START DATA FOR PROCESSING

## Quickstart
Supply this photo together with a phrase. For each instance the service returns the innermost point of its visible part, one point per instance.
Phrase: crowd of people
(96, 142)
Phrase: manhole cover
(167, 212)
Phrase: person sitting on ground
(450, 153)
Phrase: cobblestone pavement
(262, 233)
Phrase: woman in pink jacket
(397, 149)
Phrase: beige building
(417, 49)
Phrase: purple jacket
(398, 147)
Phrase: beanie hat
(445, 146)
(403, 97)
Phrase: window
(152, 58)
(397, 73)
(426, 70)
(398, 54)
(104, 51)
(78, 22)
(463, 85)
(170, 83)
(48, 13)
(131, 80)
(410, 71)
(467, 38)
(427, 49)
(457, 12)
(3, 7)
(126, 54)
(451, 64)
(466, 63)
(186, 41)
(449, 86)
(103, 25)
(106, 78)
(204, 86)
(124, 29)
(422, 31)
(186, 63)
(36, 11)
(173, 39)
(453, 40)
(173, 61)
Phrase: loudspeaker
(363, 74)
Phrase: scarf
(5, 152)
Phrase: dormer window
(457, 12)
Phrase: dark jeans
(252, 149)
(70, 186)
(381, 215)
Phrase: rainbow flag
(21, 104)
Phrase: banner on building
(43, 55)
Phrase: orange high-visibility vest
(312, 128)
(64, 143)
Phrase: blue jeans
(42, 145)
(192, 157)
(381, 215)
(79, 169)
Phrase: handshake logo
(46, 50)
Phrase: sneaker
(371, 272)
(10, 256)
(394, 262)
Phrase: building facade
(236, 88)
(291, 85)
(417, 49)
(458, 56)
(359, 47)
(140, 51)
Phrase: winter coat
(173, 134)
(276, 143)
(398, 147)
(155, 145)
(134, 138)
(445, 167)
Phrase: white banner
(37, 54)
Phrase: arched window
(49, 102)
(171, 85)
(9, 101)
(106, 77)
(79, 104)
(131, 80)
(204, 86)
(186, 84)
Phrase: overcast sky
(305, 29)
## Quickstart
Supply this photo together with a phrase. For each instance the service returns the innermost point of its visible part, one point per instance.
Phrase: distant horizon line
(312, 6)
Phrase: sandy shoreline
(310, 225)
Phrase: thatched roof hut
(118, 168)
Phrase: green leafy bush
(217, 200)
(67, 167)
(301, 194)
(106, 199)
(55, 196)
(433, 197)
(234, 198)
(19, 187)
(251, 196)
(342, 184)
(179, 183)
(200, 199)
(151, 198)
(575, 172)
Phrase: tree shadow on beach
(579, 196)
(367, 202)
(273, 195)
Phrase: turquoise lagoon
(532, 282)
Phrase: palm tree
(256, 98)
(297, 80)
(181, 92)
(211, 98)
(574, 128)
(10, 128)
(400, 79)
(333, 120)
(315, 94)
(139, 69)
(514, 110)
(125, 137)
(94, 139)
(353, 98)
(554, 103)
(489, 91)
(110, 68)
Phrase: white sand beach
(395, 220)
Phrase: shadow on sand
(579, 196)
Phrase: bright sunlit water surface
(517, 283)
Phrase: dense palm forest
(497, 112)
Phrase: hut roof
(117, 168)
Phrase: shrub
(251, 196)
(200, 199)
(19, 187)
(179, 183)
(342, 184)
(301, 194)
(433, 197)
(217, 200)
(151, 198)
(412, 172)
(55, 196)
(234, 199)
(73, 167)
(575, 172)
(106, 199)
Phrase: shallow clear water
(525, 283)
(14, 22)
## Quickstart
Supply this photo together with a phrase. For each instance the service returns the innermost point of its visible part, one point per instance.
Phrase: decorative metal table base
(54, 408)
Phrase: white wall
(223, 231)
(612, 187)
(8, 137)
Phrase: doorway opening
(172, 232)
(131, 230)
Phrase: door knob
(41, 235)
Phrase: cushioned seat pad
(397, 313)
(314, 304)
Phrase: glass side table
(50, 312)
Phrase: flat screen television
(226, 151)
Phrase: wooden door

END DATA FOR PROCESSING

Nothing in the data above may be skipped; repeat it all exactly.

## Quickstart
Supply this photo together with a phrase. For each instance the service returns the innermost point of its visible part, one point per instance.
Phrase: crowd of people
(96, 142)
Phrase: manhole cover
(167, 212)
Phrase: person sitting on ground
(450, 153)
Phrase: cobblestone pavement
(262, 233)
Phrase: woman in pink jacket
(397, 149)
Phrase: beige building
(417, 49)
Phrase: purple jacket
(398, 147)
Phrase: beanie hat
(445, 146)
(403, 97)
Phrase: window
(152, 58)
(397, 73)
(426, 70)
(398, 54)
(104, 51)
(78, 22)
(463, 85)
(170, 83)
(48, 13)
(131, 80)
(410, 71)
(467, 38)
(427, 49)
(457, 12)
(3, 7)
(126, 54)
(451, 64)
(466, 63)
(186, 41)
(449, 86)
(103, 25)
(106, 78)
(204, 86)
(124, 29)
(422, 31)
(186, 63)
(36, 11)
(173, 39)
(453, 40)
(173, 61)
Phrase: loudspeaker
(363, 74)
Phrase: scarf
(5, 152)
Phrase: dormer window
(457, 12)
Phrase: dark jeans
(252, 149)
(70, 186)
(381, 215)
Phrase: rainbow flag
(21, 104)
Phrase: banner on building
(43, 55)
Phrase: orange high-visibility vest
(312, 128)
(64, 143)
Phrase: blue jeans
(42, 145)
(192, 157)
(381, 215)
(79, 169)
Phrase: handshake logo
(46, 50)
Phrase: sneaker
(371, 272)
(10, 256)
(394, 262)
Phrase: building facade
(236, 88)
(291, 85)
(417, 49)
(458, 56)
(359, 47)
(140, 51)
Phrase: winter coat
(173, 134)
(276, 143)
(398, 147)
(155, 145)
(134, 138)
(445, 167)
Phrase: white banner
(37, 54)
Phrase: arched window
(49, 102)
(171, 85)
(9, 101)
(106, 77)
(79, 104)
(131, 80)
(204, 86)
(186, 84)
Phrase: overcast sky
(305, 29)
## Quickstart
Supply this photo together with a phrase. For each instance the service returns the innermost point of its visible part, one point per instance.
Phrase: distant horizon line
(312, 6)
Phrase: sandy shoreline
(310, 225)
Phrase: thatched roof hut
(118, 168)
Phrase: green leafy bush
(217, 200)
(67, 167)
(301, 194)
(106, 199)
(55, 196)
(433, 197)
(234, 198)
(19, 187)
(251, 196)
(342, 184)
(179, 183)
(200, 199)
(151, 198)
(575, 172)
Phrase: tree shadow on beach
(579, 196)
(367, 202)
(273, 195)
Phrase: turquoise lagoon
(532, 282)
Phrase: palm tree
(256, 98)
(297, 80)
(181, 92)
(211, 98)
(574, 128)
(10, 128)
(400, 79)
(333, 120)
(315, 94)
(139, 69)
(514, 110)
(125, 137)
(94, 139)
(353, 98)
(554, 103)
(489, 91)
(110, 68)
Phrase: white sand beach
(395, 220)
Phrase: shadow on sand
(579, 196)
Phrase: bright sunlit water surface
(517, 283)
Phrase: dense palm forest
(497, 112)
Phrase: hut roof
(117, 168)
Phrase: shrub
(251, 196)
(200, 199)
(19, 187)
(179, 183)
(342, 184)
(301, 194)
(433, 197)
(217, 200)
(151, 198)
(412, 172)
(55, 196)
(234, 199)
(73, 167)
(575, 172)
(106, 199)
Phrase: shallow clear water
(525, 283)
(14, 22)
## Quickstart
Supply this photo together with a phrase. For each instance the service returns the innermost point of its visible part, one point per instance.
Phrase: decorative metal table base
(54, 408)
Phrase: white wall
(223, 231)
(612, 187)
(8, 137)
Phrase: doorway opening
(172, 232)
(131, 230)
Phrase: door knob
(41, 235)
Phrase: cushioned seat pad
(397, 313)
(314, 304)
Phrase: glass side table
(50, 312)
Phrase: flat screen television
(226, 151)
Phrase: wooden door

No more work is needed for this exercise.